#### Instructions for the task:
In the speech on police use of technology, which old-fashioned and timeless values does the speaker say the service will keep?

#### Study text:
————
That’s why I have read a number of reports in preparation for today’s speech, including Lord Evans’ recent very helpful report on AI and Public Standards, and RUSI’s earlier report we have today. They highlight the lack of clear guidance and the need for a new legal and ethical framework.
My team and I, along with wider policing colleagues at the national level, will consider carefully the report published today and we will of course come back to RUSI with our thoughts on that.
For today, I will simply say that it will be crucial to ensure that any future governance is able to enable the proportionate and appropriate use of technology to augment human policing. Any future guidelines – and I know this is difficult – and guidelines should be clear, should be simple, and should be fit for the 21st Century and need not to go out of date as soon as they have been published.
I strongly believe that if we in the UK can get this right, we stand in good stead to be world leaders in appropriate, proportionate tech-enabled human policing. The Prime Minister announced in his speech to the UN last year that in 2020, he would host a summit in London to establish global tech guidelines with the UK as a “global leader in ethical and responsible technology.” I hope that that might provide us with an opportunity to look at the use of tech in the round, including what it means for policing.
So to conclude:
We will use modern tech well and lawfully but remain a service of old-fashioned and timeless values such as integrity, compassion and courage.
We will be primarily a human service, information and modern tech enabled where appropriate, in a way that is acceptable to citizens.
Like many organisations we have been using tools that apply locked in algorithms in I believe uncontentious areas. Citizens expect modern policing in a modern country to use modern technology that intrudes as little as possible. With LFR we are taking a small step to use emerging tech to support our efforts against violent crime.
Trust is so important. It is a fundamental building block of good legitimate policing. We must inform the public and we must build citizens’ trust in law enforcement’s use of tech – I am asking for your help with this today - There needs to be a broad debate with people able to enquire in a very transparent way about how tech is and could be used.
It would be very helpful to have some kind of code of conduct for the use of tech in policing, a licence to operate. We probably need a further assurance and inspection regime – Not a whole new one.
We propose that emerging and new technology, however it is used in policing, may well require the law to keep up and to change, of course this needs to be debated.
We all have a responsibility to prevent crime – as Peel said. A responsibility to support and ensure our police are properly equipped and enabled to adopt new practices at pace and we all have a responsibility to ensure the police do not become too powerful or too intrusive. Our future effectiveness depends on us cherishing our core values, prizing our human interactions and our human decision making, while embracing new technologies and making the most of the data we have – not drowning in it.
————
#### Information given:
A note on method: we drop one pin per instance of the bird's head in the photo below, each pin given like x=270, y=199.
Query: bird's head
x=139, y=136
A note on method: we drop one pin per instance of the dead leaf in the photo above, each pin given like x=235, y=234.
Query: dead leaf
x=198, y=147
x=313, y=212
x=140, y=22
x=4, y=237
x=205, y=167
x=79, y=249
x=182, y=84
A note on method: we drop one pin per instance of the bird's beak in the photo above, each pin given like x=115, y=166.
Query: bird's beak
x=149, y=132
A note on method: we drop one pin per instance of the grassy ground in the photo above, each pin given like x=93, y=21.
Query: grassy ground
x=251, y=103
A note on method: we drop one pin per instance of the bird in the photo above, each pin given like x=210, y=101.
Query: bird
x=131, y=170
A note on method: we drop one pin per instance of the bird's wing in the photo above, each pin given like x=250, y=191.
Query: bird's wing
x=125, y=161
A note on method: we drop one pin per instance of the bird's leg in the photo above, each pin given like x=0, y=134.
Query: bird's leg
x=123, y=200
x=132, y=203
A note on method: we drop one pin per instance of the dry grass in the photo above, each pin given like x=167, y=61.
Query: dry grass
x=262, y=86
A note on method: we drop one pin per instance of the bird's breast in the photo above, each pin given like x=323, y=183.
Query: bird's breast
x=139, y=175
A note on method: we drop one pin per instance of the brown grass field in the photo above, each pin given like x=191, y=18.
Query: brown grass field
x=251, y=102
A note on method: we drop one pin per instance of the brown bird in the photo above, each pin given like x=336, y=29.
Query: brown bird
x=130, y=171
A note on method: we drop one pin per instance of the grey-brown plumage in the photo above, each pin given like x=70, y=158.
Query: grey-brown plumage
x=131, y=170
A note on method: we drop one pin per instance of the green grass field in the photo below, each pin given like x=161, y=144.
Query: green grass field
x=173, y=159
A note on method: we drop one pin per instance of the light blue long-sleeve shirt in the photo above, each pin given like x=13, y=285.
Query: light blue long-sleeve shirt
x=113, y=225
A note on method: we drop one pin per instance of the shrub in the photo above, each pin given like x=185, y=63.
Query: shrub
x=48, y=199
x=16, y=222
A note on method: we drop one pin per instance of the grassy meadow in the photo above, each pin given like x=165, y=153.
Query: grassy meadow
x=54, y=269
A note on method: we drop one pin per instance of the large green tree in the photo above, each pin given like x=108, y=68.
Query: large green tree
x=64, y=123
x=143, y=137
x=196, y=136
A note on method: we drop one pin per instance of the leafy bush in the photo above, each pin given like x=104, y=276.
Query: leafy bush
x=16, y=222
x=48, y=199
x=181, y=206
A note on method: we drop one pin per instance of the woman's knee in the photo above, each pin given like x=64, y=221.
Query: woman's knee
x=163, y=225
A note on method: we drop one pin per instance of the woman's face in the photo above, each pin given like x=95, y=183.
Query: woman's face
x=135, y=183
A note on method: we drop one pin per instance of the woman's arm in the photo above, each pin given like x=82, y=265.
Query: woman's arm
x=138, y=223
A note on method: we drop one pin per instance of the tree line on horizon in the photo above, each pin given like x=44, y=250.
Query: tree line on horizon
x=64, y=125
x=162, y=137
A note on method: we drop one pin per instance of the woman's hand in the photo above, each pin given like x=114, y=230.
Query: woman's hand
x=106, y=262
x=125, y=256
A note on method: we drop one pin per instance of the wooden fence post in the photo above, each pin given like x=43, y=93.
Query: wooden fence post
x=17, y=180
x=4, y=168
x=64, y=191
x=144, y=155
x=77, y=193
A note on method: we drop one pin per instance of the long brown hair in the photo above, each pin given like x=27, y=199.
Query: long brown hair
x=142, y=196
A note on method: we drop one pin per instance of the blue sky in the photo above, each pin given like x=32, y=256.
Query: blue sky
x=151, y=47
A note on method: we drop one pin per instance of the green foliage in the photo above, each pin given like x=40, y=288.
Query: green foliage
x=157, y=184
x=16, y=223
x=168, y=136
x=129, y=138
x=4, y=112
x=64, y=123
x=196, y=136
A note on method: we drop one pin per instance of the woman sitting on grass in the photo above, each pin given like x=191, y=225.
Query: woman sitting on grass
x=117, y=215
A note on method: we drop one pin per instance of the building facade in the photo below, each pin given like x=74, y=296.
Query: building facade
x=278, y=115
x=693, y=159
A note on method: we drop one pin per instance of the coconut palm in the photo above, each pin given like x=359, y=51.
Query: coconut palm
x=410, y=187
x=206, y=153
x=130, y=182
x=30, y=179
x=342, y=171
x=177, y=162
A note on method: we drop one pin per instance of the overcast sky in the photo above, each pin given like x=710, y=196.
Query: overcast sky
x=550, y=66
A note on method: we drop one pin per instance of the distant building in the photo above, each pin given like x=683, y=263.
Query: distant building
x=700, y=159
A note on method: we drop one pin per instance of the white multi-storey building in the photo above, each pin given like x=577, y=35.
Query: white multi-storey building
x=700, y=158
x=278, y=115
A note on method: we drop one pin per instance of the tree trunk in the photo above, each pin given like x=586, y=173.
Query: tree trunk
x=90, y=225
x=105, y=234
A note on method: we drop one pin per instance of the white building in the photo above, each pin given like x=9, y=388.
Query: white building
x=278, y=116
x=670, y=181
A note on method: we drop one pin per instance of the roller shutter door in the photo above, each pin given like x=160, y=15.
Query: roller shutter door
————
#### Response box:
Integrity, compassion and courage.